- _Records provided_
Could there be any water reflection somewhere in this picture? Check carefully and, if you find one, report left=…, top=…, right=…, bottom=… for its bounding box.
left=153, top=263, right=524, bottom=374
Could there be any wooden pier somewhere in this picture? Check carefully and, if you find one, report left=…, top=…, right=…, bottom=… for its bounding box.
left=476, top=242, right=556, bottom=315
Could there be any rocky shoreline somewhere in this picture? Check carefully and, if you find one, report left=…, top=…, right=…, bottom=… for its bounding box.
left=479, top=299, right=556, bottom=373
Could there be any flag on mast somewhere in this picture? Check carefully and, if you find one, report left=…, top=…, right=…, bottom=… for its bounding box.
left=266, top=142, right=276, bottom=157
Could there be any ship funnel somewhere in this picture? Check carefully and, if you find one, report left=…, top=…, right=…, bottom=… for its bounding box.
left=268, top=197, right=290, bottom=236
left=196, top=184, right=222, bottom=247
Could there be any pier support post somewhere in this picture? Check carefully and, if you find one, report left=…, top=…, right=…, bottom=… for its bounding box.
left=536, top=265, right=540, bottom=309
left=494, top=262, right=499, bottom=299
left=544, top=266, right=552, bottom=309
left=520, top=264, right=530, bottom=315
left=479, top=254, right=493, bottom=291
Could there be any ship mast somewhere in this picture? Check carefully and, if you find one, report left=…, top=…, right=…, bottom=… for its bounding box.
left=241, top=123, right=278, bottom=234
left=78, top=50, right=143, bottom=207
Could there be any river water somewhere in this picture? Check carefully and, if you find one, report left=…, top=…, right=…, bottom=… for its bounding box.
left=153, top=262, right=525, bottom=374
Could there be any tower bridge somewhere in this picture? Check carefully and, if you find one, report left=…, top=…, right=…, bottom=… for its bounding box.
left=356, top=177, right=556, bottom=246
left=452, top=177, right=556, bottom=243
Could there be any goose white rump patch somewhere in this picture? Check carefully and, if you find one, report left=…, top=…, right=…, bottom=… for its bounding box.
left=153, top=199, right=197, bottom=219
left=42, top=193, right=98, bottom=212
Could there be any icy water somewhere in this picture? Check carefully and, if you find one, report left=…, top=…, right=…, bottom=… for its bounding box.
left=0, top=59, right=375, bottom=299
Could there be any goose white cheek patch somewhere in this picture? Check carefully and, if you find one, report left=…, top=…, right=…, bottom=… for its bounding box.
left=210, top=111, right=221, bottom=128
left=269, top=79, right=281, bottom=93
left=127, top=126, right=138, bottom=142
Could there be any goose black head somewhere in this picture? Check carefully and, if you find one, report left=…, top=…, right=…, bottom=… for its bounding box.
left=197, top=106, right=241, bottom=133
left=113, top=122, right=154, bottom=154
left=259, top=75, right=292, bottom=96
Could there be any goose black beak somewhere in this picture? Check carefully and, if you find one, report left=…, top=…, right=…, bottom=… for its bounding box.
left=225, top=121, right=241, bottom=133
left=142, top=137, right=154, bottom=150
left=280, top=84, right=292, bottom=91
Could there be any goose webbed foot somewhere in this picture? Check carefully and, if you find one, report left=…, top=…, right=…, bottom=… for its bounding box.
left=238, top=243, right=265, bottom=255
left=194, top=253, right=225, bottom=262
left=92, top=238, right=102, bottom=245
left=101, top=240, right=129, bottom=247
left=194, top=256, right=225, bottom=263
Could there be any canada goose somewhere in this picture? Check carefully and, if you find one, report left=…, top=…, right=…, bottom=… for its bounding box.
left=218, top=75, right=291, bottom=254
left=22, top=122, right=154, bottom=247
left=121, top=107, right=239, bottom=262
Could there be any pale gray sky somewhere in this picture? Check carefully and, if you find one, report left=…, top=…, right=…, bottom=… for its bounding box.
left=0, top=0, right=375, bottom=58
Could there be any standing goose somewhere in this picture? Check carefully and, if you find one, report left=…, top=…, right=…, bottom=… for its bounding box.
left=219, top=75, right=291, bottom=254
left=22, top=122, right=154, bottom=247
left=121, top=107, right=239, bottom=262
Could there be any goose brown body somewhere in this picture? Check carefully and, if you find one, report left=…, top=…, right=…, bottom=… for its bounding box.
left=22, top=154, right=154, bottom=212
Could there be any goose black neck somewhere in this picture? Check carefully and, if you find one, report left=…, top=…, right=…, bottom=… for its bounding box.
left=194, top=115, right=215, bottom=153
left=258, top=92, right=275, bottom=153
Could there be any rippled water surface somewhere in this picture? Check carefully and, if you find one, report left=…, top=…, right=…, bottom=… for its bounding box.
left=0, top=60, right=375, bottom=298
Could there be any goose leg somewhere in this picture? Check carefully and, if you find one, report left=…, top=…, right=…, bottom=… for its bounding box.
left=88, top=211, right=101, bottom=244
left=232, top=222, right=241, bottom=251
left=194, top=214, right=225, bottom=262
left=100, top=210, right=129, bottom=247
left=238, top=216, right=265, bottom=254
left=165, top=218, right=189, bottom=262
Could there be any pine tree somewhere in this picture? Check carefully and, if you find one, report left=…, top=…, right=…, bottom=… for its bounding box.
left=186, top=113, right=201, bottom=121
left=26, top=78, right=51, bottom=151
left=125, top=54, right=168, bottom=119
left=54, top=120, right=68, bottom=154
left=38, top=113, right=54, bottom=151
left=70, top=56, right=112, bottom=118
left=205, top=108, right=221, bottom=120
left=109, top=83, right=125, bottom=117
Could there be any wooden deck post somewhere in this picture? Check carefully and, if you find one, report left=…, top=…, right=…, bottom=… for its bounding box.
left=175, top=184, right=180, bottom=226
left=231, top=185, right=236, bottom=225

- _Task description_
Rewrite all the records above, swapping "Check carefully" for "Look closely" everywhere it occurs and keeping every other word the same.

- _Response to the exercise_
Could there be any water reflection somewhere in this picture? Look closely and, if you find one, report left=…, top=…, right=…, bottom=… for its bounding box.
left=153, top=263, right=524, bottom=374
Could there be any wooden pier somewhere in this picture? Look closely and, if you find one, report left=…, top=…, right=…, bottom=… for its bounding box.
left=476, top=242, right=556, bottom=315
Could there be any rocky shoreline somewhere in this picture? Look closely and, if you find one, report left=…, top=…, right=…, bottom=… for its bounding box.
left=479, top=299, right=556, bottom=373
Could there be any flag on mast somewhere in this picture? Look closely and, if you find one, report left=…, top=…, right=…, bottom=… for its bounding box.
left=266, top=142, right=276, bottom=157
Could there be any ship funnel somewhere in this picture? Look closely and, if you find one, report left=…, top=…, right=…, bottom=… for its bounding box.
left=268, top=197, right=290, bottom=236
left=196, top=184, right=222, bottom=247
Could there be any pier support post somewhere in this picture? Look closely and, if you find one, report left=…, top=…, right=…, bottom=… for its bounding box.
left=536, top=265, right=540, bottom=309
left=494, top=262, right=499, bottom=299
left=544, top=266, right=552, bottom=309
left=520, top=264, right=530, bottom=315
left=479, top=254, right=493, bottom=291
Could there be any ship mast somewhere in this picture? Look closely and, if you find one, report left=…, top=…, right=…, bottom=… for its bounding box.
left=241, top=123, right=278, bottom=234
left=78, top=50, right=143, bottom=207
Could there be any river water somewhere in this picture? Look closely and, if you find one, report left=…, top=…, right=…, bottom=… for its bounding box.
left=153, top=262, right=525, bottom=374
Could there be any tower bridge somewhere in this picture? Look closely and, if you find one, report left=…, top=…, right=…, bottom=… for its bounding box.
left=356, top=177, right=556, bottom=246
left=452, top=177, right=556, bottom=243
Could there be any goose white rump patch somewhere in this picture? Look closely and, if you find one, report left=…, top=…, right=…, bottom=… for its bounding box.
left=153, top=199, right=197, bottom=219
left=42, top=193, right=98, bottom=212
Could there be any icy water somewhere in this picture? Look closely and, if you find one, report left=…, top=…, right=…, bottom=… for its bounding box.
left=0, top=59, right=375, bottom=299
Could there be any goose white cheek patch somewhere in this picture? Look closely and, if you find one, report left=…, top=…, right=…, bottom=… for its bounding box.
left=210, top=111, right=221, bottom=128
left=269, top=79, right=281, bottom=93
left=127, top=126, right=138, bottom=142
Could there be any goose black head somewhere in this picture? Look closely and, if you find one, report left=…, top=…, right=…, bottom=… for its bounding box.
left=197, top=106, right=241, bottom=133
left=113, top=122, right=154, bottom=154
left=259, top=75, right=292, bottom=96
Could there be any goose black beak somewhere in this picture? Look closely and, if you find one, report left=…, top=…, right=…, bottom=… for its bounding box.
left=225, top=121, right=241, bottom=133
left=142, top=137, right=154, bottom=150
left=280, top=84, right=292, bottom=91
Could there be any goose webbed foot somewhere in this picture? Look closely and, if you find one, report left=…, top=…, right=…, bottom=… for its bounding box.
left=238, top=243, right=265, bottom=255
left=194, top=253, right=225, bottom=262
left=92, top=238, right=102, bottom=245
left=101, top=240, right=129, bottom=247
left=194, top=256, right=225, bottom=263
Could there be any canada goose somewhere in this picture? Look closely and, if you find one, report left=…, top=…, right=…, bottom=… for its bounding box.
left=218, top=75, right=291, bottom=254
left=22, top=122, right=154, bottom=247
left=121, top=107, right=239, bottom=262
Could there be any pale gray sky somewhere in this picture? Look closely and, if you find one, report left=…, top=…, right=…, bottom=… for its bounding box.
left=0, top=0, right=375, bottom=58
Could there be any standing goose somewhere in this picture? Look closely and, if you find one, report left=…, top=…, right=…, bottom=… for its bounding box.
left=219, top=75, right=291, bottom=254
left=22, top=122, right=154, bottom=247
left=121, top=107, right=239, bottom=262
Could there be any goose brown body somewhere in this picture? Look closely and, if you find one, report left=…, top=…, right=…, bottom=… for its bounding box.
left=22, top=154, right=154, bottom=212
Could there be any goose black neck somewhere in this picture? Look closely and, if you find one, report left=…, top=…, right=…, bottom=… for its bounding box.
left=194, top=115, right=215, bottom=153
left=258, top=92, right=275, bottom=153
Could there be any rippled water surface somewhere in this picture? Look closely and, if you find one, report left=…, top=…, right=…, bottom=… for its bounding box.
left=0, top=60, right=375, bottom=298
Could there be any goose leg somewhere in this picture? Look closely and, if you find one, report left=…, top=…, right=…, bottom=… for its bounding box.
left=88, top=211, right=101, bottom=244
left=232, top=222, right=241, bottom=251
left=194, top=214, right=225, bottom=262
left=100, top=210, right=129, bottom=247
left=238, top=216, right=265, bottom=254
left=165, top=218, right=189, bottom=262
Could there be any pine tree somewhere in this picture? Look closely and, if you find one, report left=…, top=…, right=…, bottom=… for its bounding box.
left=186, top=113, right=201, bottom=121
left=26, top=78, right=51, bottom=151
left=125, top=54, right=168, bottom=119
left=54, top=120, right=68, bottom=154
left=38, top=113, right=54, bottom=151
left=70, top=56, right=112, bottom=118
left=205, top=108, right=221, bottom=120
left=109, top=83, right=125, bottom=117
Could there be any wooden deck post somewhere in this picture? Look closely and, if you find one, report left=…, top=…, right=…, bottom=… for its bounding box.
left=175, top=184, right=180, bottom=226
left=231, top=185, right=236, bottom=225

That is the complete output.